### EXTRACT PROVIDED
TL;DR: The ever increasing complexity of web apps and JavaScript's single threaded nature is only making web apps harder to scale. Chrome DevTools is our bread and butter for maintaining and improving the performance of web apps as they scale, but local profiling often isn't representative of code execution slowing end user experiences. Companies facing these challenges, including Facebook, Microsoft, Slack, Dropbox, and Notion, have started profiling production to find and fix performance issues faster and more effectively. This blog post outlines their general approaches for profiling production.
Scaling JavaScript is Hard
The overarching reason why web apps are hard to scale is the single threaded nature of JavaScript. All work in the browser must finish under 16ms for a page experience to run at 60fps, meaning your web app’s code execution competes with garbage collection and the browser rendering pipeline (Render/Layout, Paint, and Composite), which must all complete within 16ms. Exceeding this deadline will cause the user to perceive visual latency, as the browser will drop frames if it isn’t met.
Web apps at scale (VSCode, Slack, Notion, Discord, Spotify, etc) span millions of lines of JavaScript code, only making scaling them even more difficult. These companies have dedicated performance teams but still face challenges with maintaining and improving performance. Furthermore, single threaded performance is plateauing.

### STORED ROWS
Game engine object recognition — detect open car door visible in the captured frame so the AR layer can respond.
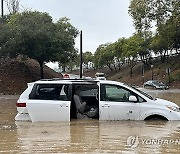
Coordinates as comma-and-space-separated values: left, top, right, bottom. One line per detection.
99, 84, 140, 120
27, 84, 71, 122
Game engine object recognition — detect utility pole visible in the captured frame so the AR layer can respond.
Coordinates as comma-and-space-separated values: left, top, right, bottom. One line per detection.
79, 30, 83, 79
1, 0, 4, 24
1, 0, 4, 18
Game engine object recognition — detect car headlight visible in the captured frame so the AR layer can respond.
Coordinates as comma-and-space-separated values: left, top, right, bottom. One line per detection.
166, 105, 180, 112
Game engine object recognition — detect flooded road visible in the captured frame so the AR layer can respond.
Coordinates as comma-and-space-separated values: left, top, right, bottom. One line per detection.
0, 89, 180, 153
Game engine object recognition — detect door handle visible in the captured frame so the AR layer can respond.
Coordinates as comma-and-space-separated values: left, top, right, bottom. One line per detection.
102, 104, 110, 107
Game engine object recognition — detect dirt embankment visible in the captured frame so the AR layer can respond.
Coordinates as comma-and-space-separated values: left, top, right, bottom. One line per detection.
0, 58, 62, 94
83, 55, 180, 89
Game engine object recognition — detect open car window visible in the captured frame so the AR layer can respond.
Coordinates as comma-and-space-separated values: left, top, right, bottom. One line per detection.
29, 84, 69, 101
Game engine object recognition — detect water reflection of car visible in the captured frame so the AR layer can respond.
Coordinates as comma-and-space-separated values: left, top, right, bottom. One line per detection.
144, 80, 169, 89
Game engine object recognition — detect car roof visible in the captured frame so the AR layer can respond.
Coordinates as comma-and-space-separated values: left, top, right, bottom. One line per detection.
31, 78, 124, 85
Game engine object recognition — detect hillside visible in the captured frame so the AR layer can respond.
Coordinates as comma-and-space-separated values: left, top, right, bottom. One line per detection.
0, 58, 62, 94
83, 55, 180, 89
0, 56, 180, 94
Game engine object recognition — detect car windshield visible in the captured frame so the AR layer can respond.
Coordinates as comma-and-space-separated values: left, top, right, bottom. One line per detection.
124, 84, 156, 100
153, 81, 164, 86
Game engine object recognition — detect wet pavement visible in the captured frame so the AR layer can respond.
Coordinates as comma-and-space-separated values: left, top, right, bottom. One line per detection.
0, 89, 180, 153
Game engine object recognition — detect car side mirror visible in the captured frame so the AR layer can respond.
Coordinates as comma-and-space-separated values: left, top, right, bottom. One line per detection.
129, 95, 137, 102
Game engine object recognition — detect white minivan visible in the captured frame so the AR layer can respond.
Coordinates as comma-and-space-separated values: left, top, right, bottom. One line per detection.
15, 79, 180, 122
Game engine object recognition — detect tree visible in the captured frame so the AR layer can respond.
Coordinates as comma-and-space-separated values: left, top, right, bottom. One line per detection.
0, 11, 79, 78
55, 17, 79, 72
6, 0, 20, 14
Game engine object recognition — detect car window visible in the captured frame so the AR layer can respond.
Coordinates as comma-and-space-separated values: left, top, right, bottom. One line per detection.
29, 84, 69, 101
100, 84, 145, 103
102, 85, 131, 102
79, 89, 98, 96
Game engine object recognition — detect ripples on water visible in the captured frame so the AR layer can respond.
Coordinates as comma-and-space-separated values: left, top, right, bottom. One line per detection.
0, 91, 180, 153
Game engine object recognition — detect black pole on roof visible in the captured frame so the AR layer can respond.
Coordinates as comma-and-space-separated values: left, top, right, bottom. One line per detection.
1, 0, 4, 19
79, 30, 83, 79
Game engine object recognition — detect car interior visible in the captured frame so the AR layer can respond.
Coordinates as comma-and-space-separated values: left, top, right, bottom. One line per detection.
71, 84, 99, 119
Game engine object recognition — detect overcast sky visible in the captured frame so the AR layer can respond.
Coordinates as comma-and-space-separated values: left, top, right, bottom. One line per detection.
4, 0, 134, 53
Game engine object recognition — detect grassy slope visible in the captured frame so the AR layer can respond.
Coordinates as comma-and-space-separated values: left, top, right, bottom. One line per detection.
84, 56, 180, 88
0, 59, 62, 94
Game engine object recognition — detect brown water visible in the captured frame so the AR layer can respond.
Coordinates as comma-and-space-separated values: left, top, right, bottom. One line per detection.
0, 90, 180, 154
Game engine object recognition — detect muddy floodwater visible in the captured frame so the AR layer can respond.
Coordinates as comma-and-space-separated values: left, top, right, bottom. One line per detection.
0, 89, 180, 154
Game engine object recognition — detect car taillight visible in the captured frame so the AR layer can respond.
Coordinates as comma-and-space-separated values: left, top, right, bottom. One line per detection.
16, 102, 26, 107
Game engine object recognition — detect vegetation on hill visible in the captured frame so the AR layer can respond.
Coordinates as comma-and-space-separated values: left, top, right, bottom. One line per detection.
0, 58, 62, 94
82, 55, 180, 88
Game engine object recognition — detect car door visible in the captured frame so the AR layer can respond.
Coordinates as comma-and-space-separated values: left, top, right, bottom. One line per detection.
27, 84, 71, 122
99, 84, 140, 120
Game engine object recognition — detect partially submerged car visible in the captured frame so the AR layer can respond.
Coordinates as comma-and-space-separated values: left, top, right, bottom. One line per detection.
95, 73, 106, 80
144, 80, 169, 89
15, 79, 180, 122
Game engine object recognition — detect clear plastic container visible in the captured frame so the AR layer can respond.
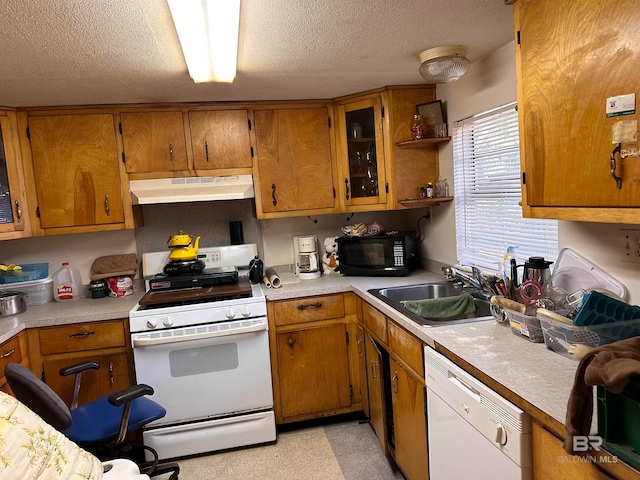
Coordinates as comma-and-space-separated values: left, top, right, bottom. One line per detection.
505, 309, 544, 343
52, 262, 82, 302
0, 277, 53, 307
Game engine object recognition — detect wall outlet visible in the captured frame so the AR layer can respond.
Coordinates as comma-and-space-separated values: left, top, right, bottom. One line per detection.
620, 229, 640, 263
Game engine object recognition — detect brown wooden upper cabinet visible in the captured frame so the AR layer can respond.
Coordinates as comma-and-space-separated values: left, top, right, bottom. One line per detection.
337, 95, 388, 210
28, 114, 124, 229
189, 110, 253, 170
514, 0, 640, 223
121, 111, 188, 173
253, 105, 336, 218
0, 113, 30, 240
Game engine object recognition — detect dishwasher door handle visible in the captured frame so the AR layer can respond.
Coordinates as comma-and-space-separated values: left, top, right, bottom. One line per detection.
449, 375, 480, 403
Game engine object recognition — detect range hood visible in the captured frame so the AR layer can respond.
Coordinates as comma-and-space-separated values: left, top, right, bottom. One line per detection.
129, 175, 255, 205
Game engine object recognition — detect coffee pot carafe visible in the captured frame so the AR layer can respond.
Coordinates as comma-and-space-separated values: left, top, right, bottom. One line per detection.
293, 235, 321, 280
522, 257, 553, 285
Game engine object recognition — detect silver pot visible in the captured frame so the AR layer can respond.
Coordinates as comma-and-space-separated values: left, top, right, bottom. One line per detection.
0, 292, 28, 317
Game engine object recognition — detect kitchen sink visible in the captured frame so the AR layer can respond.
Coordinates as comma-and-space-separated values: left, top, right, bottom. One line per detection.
369, 281, 493, 326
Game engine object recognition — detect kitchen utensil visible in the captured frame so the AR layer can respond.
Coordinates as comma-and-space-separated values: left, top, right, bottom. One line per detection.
168, 230, 200, 262
0, 292, 27, 316
491, 295, 527, 314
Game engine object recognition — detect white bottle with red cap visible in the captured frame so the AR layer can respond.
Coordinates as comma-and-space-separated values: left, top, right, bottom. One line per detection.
52, 262, 82, 302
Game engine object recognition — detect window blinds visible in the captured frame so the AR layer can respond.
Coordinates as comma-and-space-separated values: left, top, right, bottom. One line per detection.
453, 103, 558, 270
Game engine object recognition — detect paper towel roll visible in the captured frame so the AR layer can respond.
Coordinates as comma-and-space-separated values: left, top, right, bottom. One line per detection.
264, 268, 282, 288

### TASKS AND EXERCISES
1. From the blog post on scaling web apps, list every company named as having started to profile production.
2. Reproduce the portion of the blog post on scaling web apps from "Scaling JavaScript is" up to and including "it isn’t met.".

### RESULTS
1. Facebook, Microsoft, Slack, Dropbox, Notion

2.
Scaling JavaScript is Hard
The overarching reason why web apps are hard to scale is the single threaded nature of JavaScript. All work in the browser must finish under 16ms for a page experience to run at 60fps, meaning your web app’s code execution competes with garbage collection and the browser rendering pipeline (Render/Layout, Paint, and Composite), which must all complete within 16ms. Exceeding this deadline will cause the user to perceive visual latency, as the browser will drop frames if it isn’t met.